**What to do:**
Would you print each of the entries below precisely as given?

**Collection entries:**
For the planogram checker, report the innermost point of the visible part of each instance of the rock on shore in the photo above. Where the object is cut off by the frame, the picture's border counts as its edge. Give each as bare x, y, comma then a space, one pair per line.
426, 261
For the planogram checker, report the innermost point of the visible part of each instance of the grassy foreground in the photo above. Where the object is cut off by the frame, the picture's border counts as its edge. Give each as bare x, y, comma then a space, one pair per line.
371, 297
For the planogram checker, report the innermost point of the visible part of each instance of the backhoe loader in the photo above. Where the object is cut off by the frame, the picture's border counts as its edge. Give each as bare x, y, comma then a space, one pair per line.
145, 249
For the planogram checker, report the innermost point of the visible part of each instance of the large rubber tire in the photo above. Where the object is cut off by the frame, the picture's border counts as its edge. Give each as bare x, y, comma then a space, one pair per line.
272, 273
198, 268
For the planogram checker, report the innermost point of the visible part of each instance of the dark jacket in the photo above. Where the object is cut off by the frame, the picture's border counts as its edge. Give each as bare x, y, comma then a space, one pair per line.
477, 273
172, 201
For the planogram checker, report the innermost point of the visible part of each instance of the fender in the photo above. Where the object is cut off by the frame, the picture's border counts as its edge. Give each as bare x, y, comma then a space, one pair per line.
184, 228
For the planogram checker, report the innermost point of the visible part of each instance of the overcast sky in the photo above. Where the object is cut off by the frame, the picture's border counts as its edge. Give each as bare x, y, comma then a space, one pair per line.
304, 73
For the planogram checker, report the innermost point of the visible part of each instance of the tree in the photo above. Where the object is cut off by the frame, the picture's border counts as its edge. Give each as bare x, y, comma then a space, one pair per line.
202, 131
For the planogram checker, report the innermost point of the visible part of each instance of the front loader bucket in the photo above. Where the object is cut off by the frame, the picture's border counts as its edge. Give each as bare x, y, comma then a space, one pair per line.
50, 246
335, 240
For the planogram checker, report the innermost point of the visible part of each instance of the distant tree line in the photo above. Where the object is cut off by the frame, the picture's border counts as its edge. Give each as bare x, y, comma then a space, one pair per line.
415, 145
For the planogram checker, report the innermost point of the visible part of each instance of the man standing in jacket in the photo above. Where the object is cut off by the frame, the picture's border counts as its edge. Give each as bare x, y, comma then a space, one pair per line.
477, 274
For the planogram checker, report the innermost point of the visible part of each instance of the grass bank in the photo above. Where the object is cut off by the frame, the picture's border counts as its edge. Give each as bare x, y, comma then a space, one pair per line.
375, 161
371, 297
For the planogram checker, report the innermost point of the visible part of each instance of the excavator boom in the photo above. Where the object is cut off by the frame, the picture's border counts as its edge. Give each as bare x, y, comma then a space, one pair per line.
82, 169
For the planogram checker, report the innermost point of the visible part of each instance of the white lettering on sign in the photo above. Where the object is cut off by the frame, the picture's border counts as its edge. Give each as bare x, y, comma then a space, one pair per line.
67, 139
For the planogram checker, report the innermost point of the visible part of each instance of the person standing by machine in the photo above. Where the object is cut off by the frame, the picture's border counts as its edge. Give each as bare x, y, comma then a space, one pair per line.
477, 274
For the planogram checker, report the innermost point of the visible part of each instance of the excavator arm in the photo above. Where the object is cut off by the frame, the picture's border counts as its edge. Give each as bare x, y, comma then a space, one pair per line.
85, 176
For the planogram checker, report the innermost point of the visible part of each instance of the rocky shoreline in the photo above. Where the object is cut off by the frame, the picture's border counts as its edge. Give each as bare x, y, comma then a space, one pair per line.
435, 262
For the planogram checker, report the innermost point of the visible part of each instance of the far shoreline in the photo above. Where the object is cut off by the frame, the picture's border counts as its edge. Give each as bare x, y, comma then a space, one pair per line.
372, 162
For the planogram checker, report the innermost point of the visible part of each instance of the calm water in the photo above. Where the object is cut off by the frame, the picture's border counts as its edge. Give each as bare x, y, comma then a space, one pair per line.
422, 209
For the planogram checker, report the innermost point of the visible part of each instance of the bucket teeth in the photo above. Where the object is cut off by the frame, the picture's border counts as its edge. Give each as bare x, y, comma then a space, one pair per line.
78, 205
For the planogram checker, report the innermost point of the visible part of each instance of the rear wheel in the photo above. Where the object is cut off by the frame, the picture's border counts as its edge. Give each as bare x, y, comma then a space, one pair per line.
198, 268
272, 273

**Task solution:**
For the planogram checker, report the innermost point of the visible part of each instance of the rock on shore in the photo above. Where the object is cut off by the frame, the picture's border counts as its edge. Give each as bare x, y, comma then a space, one pair per line.
426, 261
For the planogram checker, report the innermost point of the visible part of each instance of the grassy foreground in the photo above. Where the object is cut off by the frame, the picture's border counts as its edge. Give each as bare x, y, comma then a space, one pair per line.
371, 297
For the planogram checker, report the innermost point of the visible part of each instance of the backhoe loader in the photo above. Where the object is cut off by the frame, the picture's border counts as its edge. Give each as bare x, y, comma then a space, one pair per line.
145, 249
For the planogram checker, report the innermost point of the visible part of each instance of the large rubber tire in the photo above. Where the object is cut off by the frame, the picture's border counts as its edge. Give each as bare x, y, comma then a space, one pair per line.
272, 273
198, 268
For the planogram checker, report the innermost point of the visible part of each instance of the dark jacket in the photo above. Where the object is cut off by the frame, the picture's border counts as its edge. Give each as bare x, y, comma then a space, one pair per line.
477, 273
172, 201
For the planogram checker, report the innermost point of the visible part of each instance of the fender in the photo above. Where the object is cut off by the frame, the picture's border counts as its edge. Give each as bare x, y, comma then a space, one pair per line.
184, 228
For the planogram checker, report the innermost point of the visible part of each instance of the overcast sky in the photo above. Where the object is cut off by the frame, the picture's border counts as its edge. Give each as bare x, y, comma then a space, one pair per line.
304, 73
For the planogram checker, report the innermost point of the visible part of each instance of the tree in the photo above. Where the object is cut off by the frame, the picture's border counts as its edge. Give each as bare x, y, comma then a space, one pair per line.
202, 131
For the planogram checker, report the innermost point of the visible part of each instance of the front loader bucket in the photo above. Where the object is cut off by the frame, the picture's border counts as its edge. Give each as bare x, y, comma then a space, one pair per line.
50, 246
335, 240
For the planogram checker, report the innermost point of the visible part of each instance of the distant tree line in the photo above. Where the object is cut off by the frame, the picture's border counts as its edge. Give each as bare x, y, comma then a space, one pair per line.
415, 145
For the planogram checker, report the innermost point of the visible part of each instance of the man standing in jacket in the photo above. Where the object is cut off by the frame, the picture's border counts as its edge. Give each as bare x, y, comma then a space, one pair per line.
477, 274
For the planogram checker, report the innermost point of the visible part of each instance of the grass bank in the photo above. Where the object is cut off by the frame, the picture's border counts as its edge. Give each as bare x, y, comma then a space, one pair per line.
375, 161
371, 297
For the planogram checker, report the innermost point of the visible part of each instance of the excavator boom in the photo above. Where the object is cut off by the frame, the picture's border counts as its edge. Give each as bare x, y, comma then a space, one pair per line.
82, 169
For the planogram checker, report the innermost point of the visible part of each instance of the white lettering on sign in the photo above. Where the object is cut off by the frame, the picture's border counts as its edge. Give each as bare x, y, comma then a space, one pair per line.
67, 139
For the planogram checker, report the innermost point of the visible part of each instance of the person standing by machine in the photo above. Where the object is cut off by the frame, the picture's border counts as its edge. Give each as bare x, y, comma then a space, one pair per line.
477, 274
For the planogram checker, report the innermost point of the visible part of each instance of the excavator arm in the photo above. Where the object is cut off by the frame, the picture's border counts as its edge. Give each as bare x, y, comma then a space, one pair per line.
85, 176
For the planogram checker, report the innermost point of the visible part of each instance of the rocky shoreline in the photo above. Where the object is cut off by the frame, the picture's border counts as its edge. Give each as bare x, y, comma then a space, one pair per line.
435, 262
For the planogram checker, report the innermost point of the visible part of each instance of the far shoreline in the photo above. Where the object is cut off by the frame, the picture's border counts as its edge. Give each as bare x, y, comma then a space, one pair per line.
372, 162
For the planogram checker, report the innermost point of the visible part of each instance of the calm water in the photo above. Where the object is cut off by the frame, the picture's border counts as its edge. Give each as bare x, y, comma then a space, one pair per line.
422, 209
For the planogram checker, report the innermost point of the visible part of each instance of the bucket teeth in the photo above. Where the object is cut off by the frame, the picture's border counts as its edge. Give each as bare x, y, comma then a space, one pair per line.
78, 205
For the planogram checker, report the innermost point of the visible part of each instance of the rear wheel in the photo above. Where the object is cut off by the frame, the picture's border counts as its edge. Give each as bare x, y, comma then a space, one pair per line.
198, 268
272, 273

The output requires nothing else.